## Supplied data
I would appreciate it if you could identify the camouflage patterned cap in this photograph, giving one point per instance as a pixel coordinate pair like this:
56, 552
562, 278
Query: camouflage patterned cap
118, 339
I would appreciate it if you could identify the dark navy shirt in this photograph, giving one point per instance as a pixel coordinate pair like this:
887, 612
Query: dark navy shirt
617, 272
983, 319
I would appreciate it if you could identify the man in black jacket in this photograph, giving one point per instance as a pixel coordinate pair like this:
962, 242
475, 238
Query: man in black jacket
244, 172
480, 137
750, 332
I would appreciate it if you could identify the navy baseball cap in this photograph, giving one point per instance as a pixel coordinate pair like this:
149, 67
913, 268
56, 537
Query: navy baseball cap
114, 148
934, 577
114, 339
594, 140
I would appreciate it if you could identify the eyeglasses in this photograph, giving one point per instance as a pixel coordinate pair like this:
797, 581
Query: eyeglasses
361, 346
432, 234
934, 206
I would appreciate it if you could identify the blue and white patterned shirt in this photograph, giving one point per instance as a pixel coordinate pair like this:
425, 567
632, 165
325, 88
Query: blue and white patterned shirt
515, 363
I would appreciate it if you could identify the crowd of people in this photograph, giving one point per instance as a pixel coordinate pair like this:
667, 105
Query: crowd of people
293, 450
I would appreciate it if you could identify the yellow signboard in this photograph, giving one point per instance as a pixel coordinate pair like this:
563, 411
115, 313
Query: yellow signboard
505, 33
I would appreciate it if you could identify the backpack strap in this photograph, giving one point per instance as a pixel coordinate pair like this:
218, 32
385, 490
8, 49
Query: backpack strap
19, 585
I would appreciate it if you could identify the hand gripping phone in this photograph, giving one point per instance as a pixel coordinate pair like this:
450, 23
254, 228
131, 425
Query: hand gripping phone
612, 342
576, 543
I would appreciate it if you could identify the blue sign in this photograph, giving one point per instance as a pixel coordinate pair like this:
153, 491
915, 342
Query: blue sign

## Task brief
Copy the listing word for word, starting at the line containing "I would appreciate it if you could identify the navy" and ending with the last line of the listing.

## Full solution
I would appreciate it if you could identify the navy baseball cap in this photograph, giving one point per instance as a pixel coordinate pair like this:
149, 67
913, 268
56, 537
Query: navy baseball cap
114, 148
934, 577
114, 339
594, 140
I would appreciate it if you could identify the eyeglasses in this photograph, giving one point per instance as a pixel coordinate pair like this:
797, 581
Query: eyeglasses
361, 346
432, 234
934, 206
I would appreciate it if you could identify the blue and white patterned shirt in this photograph, giving one point per instance as a pixel coordinate pair like this:
425, 567
632, 165
325, 88
Query: blue and white patterned shirt
515, 363
I would appreciate it if you could identify the crowd of people in this photograph, giving one point per instance as a pixel coordinate pair like this:
667, 105
Query: crowd of people
293, 450
I would appreciate it if you could identify the yellow signboard in this photograph, giving one point per instance as a pixel coordinate pair like this:
563, 411
115, 313
Query: yellow signboard
505, 33
I would appreciate it if you could identify the backpack strap in this photograph, giving one point per instance as a pixel coordinate pair like this:
218, 32
385, 490
8, 49
Query: backpack strap
19, 585
I would appreciate it if you could identify the hand gripping phone in this photograph, giving one point per instance as a pixel coordinate pair like this:
450, 23
254, 228
131, 425
Query: hand gripping phone
612, 342
576, 543
I would appreciate it if you could identify the blue sign in this photograph, giving one point per instance as a pixel coordinate pair like this:
153, 491
915, 342
Query: blue sign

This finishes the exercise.